Task - Recast the lines below, from the line that contains "Examine the image and enumerate every wood" through the last line, as a numbered list with any blank lines left out.

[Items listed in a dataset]
§ §

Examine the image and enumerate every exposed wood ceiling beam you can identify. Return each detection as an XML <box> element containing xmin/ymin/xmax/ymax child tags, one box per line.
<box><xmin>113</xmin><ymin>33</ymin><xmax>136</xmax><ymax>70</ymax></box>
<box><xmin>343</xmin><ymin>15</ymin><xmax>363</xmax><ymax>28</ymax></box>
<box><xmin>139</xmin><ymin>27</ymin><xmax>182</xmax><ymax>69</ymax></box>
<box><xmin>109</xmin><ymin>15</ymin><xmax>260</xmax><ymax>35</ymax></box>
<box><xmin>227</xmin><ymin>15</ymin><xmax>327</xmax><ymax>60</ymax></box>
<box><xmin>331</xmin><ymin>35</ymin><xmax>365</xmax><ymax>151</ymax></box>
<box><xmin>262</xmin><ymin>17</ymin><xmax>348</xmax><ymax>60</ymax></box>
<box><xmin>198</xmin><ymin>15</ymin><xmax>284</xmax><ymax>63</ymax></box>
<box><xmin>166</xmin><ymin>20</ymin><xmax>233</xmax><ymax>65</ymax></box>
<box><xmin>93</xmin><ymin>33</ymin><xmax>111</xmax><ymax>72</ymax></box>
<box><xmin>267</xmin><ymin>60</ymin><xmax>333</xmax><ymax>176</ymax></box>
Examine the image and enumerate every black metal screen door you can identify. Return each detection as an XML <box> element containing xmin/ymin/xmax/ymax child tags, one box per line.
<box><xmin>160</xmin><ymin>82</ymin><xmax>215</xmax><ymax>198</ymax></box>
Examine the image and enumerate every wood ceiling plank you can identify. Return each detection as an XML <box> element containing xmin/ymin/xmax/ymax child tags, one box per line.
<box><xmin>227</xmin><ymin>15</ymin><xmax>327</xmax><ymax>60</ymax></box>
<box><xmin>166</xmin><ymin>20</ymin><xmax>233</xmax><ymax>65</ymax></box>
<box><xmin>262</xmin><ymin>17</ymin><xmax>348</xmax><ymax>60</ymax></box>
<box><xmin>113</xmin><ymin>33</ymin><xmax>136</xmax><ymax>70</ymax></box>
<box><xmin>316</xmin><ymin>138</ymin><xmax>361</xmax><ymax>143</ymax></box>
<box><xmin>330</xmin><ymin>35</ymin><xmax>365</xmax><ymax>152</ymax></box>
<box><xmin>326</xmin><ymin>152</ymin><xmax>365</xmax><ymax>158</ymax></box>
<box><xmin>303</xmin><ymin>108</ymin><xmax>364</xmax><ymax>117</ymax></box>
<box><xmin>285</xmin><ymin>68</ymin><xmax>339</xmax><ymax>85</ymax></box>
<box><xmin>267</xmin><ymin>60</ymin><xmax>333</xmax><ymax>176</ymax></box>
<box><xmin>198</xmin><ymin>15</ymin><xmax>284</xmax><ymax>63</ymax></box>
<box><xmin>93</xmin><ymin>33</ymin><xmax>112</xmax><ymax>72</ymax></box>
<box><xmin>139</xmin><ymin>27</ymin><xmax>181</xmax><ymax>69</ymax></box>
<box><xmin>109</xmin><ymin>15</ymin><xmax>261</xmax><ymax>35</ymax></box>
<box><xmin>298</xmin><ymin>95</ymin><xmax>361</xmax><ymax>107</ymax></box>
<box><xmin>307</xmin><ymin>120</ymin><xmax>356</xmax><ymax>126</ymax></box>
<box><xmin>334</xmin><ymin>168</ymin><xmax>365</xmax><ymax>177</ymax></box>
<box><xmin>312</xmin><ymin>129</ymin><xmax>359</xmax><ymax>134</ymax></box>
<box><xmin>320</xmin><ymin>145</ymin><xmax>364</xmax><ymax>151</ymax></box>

§ §

Full response -
1. Examine the image and enumerate every wood ceiling plank you can identify. Return each detection as an XML <box> element containing xmin/ymin/xmax/ymax child tags, one box per line.
2. <box><xmin>227</xmin><ymin>15</ymin><xmax>327</xmax><ymax>60</ymax></box>
3. <box><xmin>166</xmin><ymin>20</ymin><xmax>233</xmax><ymax>65</ymax></box>
4. <box><xmin>262</xmin><ymin>17</ymin><xmax>348</xmax><ymax>60</ymax></box>
5. <box><xmin>113</xmin><ymin>33</ymin><xmax>136</xmax><ymax>70</ymax></box>
6. <box><xmin>316</xmin><ymin>138</ymin><xmax>361</xmax><ymax>143</ymax></box>
7. <box><xmin>330</xmin><ymin>35</ymin><xmax>365</xmax><ymax>152</ymax></box>
8. <box><xmin>326</xmin><ymin>152</ymin><xmax>365</xmax><ymax>158</ymax></box>
9. <box><xmin>303</xmin><ymin>108</ymin><xmax>364</xmax><ymax>117</ymax></box>
10. <box><xmin>285</xmin><ymin>68</ymin><xmax>339</xmax><ymax>85</ymax></box>
11. <box><xmin>267</xmin><ymin>60</ymin><xmax>333</xmax><ymax>176</ymax></box>
12. <box><xmin>198</xmin><ymin>15</ymin><xmax>284</xmax><ymax>63</ymax></box>
13. <box><xmin>93</xmin><ymin>33</ymin><xmax>112</xmax><ymax>72</ymax></box>
14. <box><xmin>139</xmin><ymin>27</ymin><xmax>181</xmax><ymax>69</ymax></box>
15. <box><xmin>109</xmin><ymin>15</ymin><xmax>261</xmax><ymax>35</ymax></box>
16. <box><xmin>298</xmin><ymin>95</ymin><xmax>361</xmax><ymax>107</ymax></box>
17. <box><xmin>307</xmin><ymin>120</ymin><xmax>356</xmax><ymax>126</ymax></box>
18. <box><xmin>334</xmin><ymin>168</ymin><xmax>365</xmax><ymax>177</ymax></box>
19. <box><xmin>312</xmin><ymin>129</ymin><xmax>359</xmax><ymax>134</ymax></box>
20. <box><xmin>320</xmin><ymin>145</ymin><xmax>364</xmax><ymax>151</ymax></box>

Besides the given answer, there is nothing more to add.